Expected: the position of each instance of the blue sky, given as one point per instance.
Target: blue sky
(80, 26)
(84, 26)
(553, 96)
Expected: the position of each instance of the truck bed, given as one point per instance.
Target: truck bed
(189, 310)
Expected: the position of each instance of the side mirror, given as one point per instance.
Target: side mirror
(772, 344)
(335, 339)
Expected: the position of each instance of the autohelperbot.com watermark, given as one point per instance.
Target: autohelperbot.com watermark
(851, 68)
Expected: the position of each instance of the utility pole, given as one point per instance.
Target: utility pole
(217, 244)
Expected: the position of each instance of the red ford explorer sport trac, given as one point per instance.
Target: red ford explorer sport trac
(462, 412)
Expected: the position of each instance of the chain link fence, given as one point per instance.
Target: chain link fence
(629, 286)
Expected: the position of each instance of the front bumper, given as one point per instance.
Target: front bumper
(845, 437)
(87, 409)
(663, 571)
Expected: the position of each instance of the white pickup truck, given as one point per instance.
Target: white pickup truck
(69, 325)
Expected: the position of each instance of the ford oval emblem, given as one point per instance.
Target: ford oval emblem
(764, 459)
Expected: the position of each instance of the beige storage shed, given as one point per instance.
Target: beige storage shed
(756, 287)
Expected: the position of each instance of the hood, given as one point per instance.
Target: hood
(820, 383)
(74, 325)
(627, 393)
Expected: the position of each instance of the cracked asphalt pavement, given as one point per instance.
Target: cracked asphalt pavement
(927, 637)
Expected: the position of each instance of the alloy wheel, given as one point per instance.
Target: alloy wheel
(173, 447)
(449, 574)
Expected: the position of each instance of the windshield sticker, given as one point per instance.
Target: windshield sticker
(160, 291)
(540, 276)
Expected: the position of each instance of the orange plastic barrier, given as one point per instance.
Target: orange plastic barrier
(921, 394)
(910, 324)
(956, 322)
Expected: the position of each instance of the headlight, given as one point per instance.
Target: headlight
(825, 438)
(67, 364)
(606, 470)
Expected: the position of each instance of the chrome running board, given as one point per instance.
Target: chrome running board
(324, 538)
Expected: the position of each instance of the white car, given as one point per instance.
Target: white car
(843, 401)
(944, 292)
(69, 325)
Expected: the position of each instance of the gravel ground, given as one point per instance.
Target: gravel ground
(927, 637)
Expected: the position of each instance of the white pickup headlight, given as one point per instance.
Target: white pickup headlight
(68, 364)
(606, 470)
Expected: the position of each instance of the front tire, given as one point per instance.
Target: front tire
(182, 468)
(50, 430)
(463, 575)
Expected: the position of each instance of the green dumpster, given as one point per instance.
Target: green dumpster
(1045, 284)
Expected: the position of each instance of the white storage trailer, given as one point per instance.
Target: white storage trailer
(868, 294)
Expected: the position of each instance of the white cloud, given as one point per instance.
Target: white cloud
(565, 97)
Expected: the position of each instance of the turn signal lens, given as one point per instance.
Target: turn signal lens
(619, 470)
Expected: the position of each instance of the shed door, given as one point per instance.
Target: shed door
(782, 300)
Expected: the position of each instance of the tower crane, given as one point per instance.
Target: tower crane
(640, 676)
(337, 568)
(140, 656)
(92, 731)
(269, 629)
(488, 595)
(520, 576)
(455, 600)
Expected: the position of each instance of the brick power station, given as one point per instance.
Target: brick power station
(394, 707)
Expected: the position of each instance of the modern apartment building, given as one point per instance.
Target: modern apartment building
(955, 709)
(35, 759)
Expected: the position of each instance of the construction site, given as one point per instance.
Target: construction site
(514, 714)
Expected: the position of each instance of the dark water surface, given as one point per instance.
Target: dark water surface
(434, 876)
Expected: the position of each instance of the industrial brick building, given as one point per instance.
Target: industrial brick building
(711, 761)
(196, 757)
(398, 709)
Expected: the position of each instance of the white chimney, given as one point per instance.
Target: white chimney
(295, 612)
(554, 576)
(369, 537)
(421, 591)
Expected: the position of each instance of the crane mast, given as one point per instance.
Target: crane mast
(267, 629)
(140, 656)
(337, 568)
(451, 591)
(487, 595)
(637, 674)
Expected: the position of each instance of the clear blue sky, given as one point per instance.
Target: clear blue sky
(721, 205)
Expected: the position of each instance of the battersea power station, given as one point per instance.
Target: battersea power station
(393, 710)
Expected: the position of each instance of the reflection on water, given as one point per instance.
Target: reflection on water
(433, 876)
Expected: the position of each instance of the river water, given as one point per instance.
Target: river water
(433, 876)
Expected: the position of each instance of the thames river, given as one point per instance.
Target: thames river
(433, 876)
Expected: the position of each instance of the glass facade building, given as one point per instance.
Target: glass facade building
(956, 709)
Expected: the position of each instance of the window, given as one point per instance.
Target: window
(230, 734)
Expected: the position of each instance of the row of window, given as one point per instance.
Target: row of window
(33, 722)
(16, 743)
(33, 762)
● ● ● ●
#### Requirements
Quote only the lines from the line containing "Expected: the position of each instance of the clear" through the end of the listing, please, keeping both the first and the last line.

#### Exercise result
Expected: the position of each instance of the clear blue sky, given as one point per instance.
Target: clear blue sky
(721, 205)
Expected: the position of each instance of the battersea power station, given as one point per instance.
Target: battersea power station
(393, 710)
Expected: the position of each instance of the reflection on water, given as one point per instance.
Target: reflection on water
(433, 876)
Expected: the position of each instance of the river water, given as one point per instance.
Target: river water
(433, 876)
Expected: the position of each instance of the thames river, given as one point per instance.
Target: thames river
(433, 876)
Expected: the position of each instance of the glass facade building, given as one point per instance.
Target: glass facade building
(956, 709)
Expected: the position of each instance of the window, given as one point per instance.
Target: window
(230, 734)
Expected: the position of each instance of the row of window, given as one point per instance.
Target: row of window
(33, 722)
(16, 743)
(33, 762)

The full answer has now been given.